Selection:
○ ○ ○ ○ ○
Catherine Weitz and her colleagues from the Institute of Planetology (USA) have discovered yet another proof that there could have been life on Mars at some point. This conclusion was made based on the information obtained by interplanetary station NASA Mars Reconnaissance Orbiter. The researchers are talking about two depressions 30-40 km long, located in the region of Noctis Labyrinthus ("the labyrinth of the night").
These depressions contain a type of clay called smectites, which contains a blend of silica with aluminum, iron or magnesium. This is a group of hydrous silicates formed by weathering of mainly alumina-silicates and silicates of igneous and metamorphic rocks on the soil surface. These rocks are formed in the water with neutral acidity.
In addition, in the nearby Tharsis region the largest extinct volcanoes in the solar system are located, including Mount Olympus, Mount Askriyskaya, Mountain Peacock, Mount Arsiya and, finally, a unique volcano Alba. According to the researchers, as a result of magma outflow there must have been a release of carbon dioxide and water vapor in the amount that would be sufficient for the formation of atmospheric pressure of 1.5 bars and the water layer with thickness of 150 meters. Consequently, we can say that there is hydrothermal activity in these areas. This once again confirms the hypothesis that early in its history, the planet was wet and warm.
○ ○ ○ ○ ○
Records supplied:
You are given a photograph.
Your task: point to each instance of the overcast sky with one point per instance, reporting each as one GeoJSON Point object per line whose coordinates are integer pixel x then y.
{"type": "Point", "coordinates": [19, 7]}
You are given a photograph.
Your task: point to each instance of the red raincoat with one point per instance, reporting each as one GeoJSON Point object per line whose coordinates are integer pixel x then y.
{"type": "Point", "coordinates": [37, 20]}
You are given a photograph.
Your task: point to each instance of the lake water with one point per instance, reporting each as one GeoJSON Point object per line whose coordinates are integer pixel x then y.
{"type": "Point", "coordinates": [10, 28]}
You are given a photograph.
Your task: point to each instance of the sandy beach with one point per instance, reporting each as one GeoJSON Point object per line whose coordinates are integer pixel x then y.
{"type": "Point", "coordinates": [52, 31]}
○ ○ ○ ○ ○
Task 1:
Please say whether each statement agrees with the Mars article, answering yes or no and quoting the article's deciding words exactly: (a) The two depressions in Noctis Labyrinthus are 30-40 km long. (b) The rocks behind the smectite clay form in water of high acidity. (c) The information came from NASA Mars Reconnaissance Orbiter.
Task 2:
Extend the Mars article, starting after its final sentence.
The records were taken from a separate source.

Task response 1:
(a) Yes: "two depressions 30-40 km long, located in the region of Noctis Labyrinthus"
(b) No: "These rocks are formed in the water with neutral acidity."
(c) Yes: "the information obtained by interplanetary station NASA Mars Reconnaissance Orbiter"

Task response 2:
According to the scientists, in contrast to other regions of Mars with the content of iron-magnesium smectites whose occurrence belongs to the so-called Noah period (over 3.7 billion years ago), the age of the studied deposits is only two or three billion years, which means that they were formed at the present stage of geological history of Mars, in the era of Amazon. Consequently, relatively recently they might have been life there, at least in its simplest form.
In addition, several mysterious wells have been discovered at Tharsis. Their depth is estimated to be no less than 178 meters. Scientists suggest that these voids were burned under the surface of the hot volcanic lava. Sharp edges of the wells speak about their geological youth.
Unfortunately, this region cannot be studied using rovers due to the lack of available equipment and complexity of the relief, unsafe for landing and movement. However, the current Mars Rover "Opportunity" recently discovered similar conditions favorable for the emergence of micro-organisms in the vicinity of Endeavour crater.
Unfortunately, there is more than enough evidence of "life on Mars", and most of it is based solely on visual effects. Some photographs on the Martian surface display a "face of the Sphinx", some show a human figure, or even something similar to city ruins. There are also stories of "Mars canals" that allegedly indicate the presence of artificial water reservoirs on the Red Planet. Unfortunately, there were no archaeological artifacts and bodies of water on the deserted planet.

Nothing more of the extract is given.